Wear sturdy walking shoes – Tadaaa! I am on a roll! Already shown off my millets hikers once today!
Protect yourself from the sun with sunscreen – Always do – I am P20’d up to the max.
Wear insect repellant – Cue me to whip out the Deet Simon gave me (which is handily in my rucksack) and spray liberally.
Wear suitable clothing, long sleeved shirt and trousers and a wide brimmed hat. – Oh. Shit. I’m wearing my denim hotpants and bikini top and all I thought to bring was my graduation shortsleeved T-shirt.
Well, it will have to do. I never saw Steve Irwin (God rest his soul), wearing long trousers and full length sleeves! ...Come to think of it, I never saw him don a bikini either, but sod it, I’m here now.
Heeding the wise aussie ladies words, I immediately find myself a good stick, The one I like is a little long so I snap it with the sort of bushwalking expertise I imagine a native to have. Like all good hikers, I am immediately chuffed with what I am sure is the best walking stick ever. It is perfect in length, rock solid unlike a lot of the sodden deadwood about, and even has a spike at the bottom to skewer murderous creatures, and a nodule of wood at the top to stop my hand slipping down.
So armed with a stick (what the fuck am I supposed to use the stick for again?), I proceed along the, not so much track, as vague clearing of rainforest. Stomping loudly to scare the snakes. Maybe 3 meters in, I walk through my first (of what would become many many) spiders webs. Letting out an audible yelp and frantically spitting, wiping and shaking myself free of the silk-like stuff, I quickly devise a second use for the stick.

● Supplied information:
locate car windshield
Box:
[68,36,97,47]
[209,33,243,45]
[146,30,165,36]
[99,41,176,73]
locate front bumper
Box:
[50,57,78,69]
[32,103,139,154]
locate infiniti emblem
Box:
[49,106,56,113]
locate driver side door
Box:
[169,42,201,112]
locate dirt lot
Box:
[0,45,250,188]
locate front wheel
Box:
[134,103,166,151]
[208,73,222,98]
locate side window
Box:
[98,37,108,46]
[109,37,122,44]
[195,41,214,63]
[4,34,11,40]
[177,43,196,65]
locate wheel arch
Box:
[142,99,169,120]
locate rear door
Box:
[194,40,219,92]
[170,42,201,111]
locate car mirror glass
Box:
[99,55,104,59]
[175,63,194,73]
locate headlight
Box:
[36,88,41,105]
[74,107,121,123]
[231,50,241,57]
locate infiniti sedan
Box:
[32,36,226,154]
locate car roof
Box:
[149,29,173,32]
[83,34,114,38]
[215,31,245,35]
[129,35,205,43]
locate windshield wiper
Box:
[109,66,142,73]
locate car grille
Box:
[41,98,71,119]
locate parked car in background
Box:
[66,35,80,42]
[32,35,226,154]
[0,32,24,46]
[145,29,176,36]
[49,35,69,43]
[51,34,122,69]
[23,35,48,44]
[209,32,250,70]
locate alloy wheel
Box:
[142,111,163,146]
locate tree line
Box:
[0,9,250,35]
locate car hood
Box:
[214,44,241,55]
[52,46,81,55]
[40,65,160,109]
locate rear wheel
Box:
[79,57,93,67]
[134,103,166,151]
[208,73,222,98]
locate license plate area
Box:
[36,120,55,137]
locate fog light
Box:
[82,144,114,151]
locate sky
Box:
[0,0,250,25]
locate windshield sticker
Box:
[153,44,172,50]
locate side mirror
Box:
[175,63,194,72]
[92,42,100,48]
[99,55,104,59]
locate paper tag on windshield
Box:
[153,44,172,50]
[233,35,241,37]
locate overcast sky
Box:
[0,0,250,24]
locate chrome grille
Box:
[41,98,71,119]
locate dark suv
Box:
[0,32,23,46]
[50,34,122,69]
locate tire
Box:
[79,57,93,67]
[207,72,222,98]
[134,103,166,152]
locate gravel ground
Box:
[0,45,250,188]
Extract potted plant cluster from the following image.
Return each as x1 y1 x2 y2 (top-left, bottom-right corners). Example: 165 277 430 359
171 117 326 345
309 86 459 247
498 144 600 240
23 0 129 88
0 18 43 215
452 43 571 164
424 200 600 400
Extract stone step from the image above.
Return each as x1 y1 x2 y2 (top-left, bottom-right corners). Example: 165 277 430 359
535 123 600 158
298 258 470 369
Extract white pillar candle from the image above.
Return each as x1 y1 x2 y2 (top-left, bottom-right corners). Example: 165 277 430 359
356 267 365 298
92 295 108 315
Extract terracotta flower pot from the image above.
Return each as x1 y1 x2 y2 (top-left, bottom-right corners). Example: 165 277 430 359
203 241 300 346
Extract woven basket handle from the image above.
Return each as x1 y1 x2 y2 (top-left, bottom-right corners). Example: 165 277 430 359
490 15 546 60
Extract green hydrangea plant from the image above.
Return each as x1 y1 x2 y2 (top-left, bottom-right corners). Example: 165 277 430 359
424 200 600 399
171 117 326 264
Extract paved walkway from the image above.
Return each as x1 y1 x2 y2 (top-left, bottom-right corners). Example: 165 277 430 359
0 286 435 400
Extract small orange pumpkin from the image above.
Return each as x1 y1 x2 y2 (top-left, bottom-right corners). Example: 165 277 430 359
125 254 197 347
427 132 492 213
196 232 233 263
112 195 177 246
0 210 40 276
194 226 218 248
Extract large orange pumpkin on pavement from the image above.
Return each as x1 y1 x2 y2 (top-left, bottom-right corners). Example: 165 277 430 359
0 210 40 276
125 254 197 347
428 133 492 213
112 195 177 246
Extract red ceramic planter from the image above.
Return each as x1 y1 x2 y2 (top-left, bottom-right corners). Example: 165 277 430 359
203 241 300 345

● Work to be completed: Rewrite the bushwalking account starting at "Wear suitable clothing, long" and ending at "I’m here now.", changing "bikini" to "swimsuit". The listing is separate material and has no connection to the bushwalking account.

● Answer to the problem:
Wear suitable clothing, long sleeved shirt and trousers and a wide brimmed hat. – Oh. Shit. I’m wearing my denim hotpants and swimsuit top and all I thought to bring was my graduation shortsleeved T-shirt.
Well, it will have to do. I never saw Steve Irwin (God rest his soul), wearing long trousers and full length sleeves! ...Come to think of it, I never saw him don a swimsuit either, but sod it, I’m here now.